#### Aim:
Locate each line in the listing below that contains the string "Input" and copy those lines. The match is case-sensitive.

[Data records]
● ● ● ● ●

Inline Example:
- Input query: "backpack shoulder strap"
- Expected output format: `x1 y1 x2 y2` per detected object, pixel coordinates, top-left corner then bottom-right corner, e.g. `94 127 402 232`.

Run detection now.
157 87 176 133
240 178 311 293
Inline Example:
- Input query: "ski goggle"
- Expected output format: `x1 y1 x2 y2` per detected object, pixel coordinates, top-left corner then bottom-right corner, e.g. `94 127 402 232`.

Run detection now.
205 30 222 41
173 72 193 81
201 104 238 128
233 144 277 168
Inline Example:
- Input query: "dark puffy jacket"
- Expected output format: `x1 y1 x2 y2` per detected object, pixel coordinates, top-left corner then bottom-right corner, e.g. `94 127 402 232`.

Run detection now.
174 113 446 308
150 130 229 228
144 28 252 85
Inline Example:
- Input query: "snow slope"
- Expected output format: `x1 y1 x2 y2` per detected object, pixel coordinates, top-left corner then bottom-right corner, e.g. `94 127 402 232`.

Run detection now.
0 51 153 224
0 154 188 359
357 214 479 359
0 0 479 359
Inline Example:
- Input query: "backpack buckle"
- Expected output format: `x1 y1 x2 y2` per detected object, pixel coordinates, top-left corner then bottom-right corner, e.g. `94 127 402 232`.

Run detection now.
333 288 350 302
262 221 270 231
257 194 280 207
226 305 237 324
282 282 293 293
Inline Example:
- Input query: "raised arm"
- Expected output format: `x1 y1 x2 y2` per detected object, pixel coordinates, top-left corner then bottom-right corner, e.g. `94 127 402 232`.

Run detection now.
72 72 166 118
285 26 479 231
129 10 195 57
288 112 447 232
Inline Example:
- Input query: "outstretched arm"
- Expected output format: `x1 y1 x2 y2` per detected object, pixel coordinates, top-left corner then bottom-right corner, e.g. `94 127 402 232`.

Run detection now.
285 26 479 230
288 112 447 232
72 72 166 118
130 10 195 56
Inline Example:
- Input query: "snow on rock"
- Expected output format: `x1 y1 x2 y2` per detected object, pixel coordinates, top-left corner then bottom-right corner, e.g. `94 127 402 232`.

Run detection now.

● ● ● ● ●

#### Written reply:
- Input query: "backpack shoulder strap"
- Input query: "ski goggle"
- Input query: "dark puffy jacket"
- Input query: "snow slope"
- Input query: "backpack buckle"
- Input query: "raised arm"
- Input query: "outstretched arm"
- Input query: "snow on rock"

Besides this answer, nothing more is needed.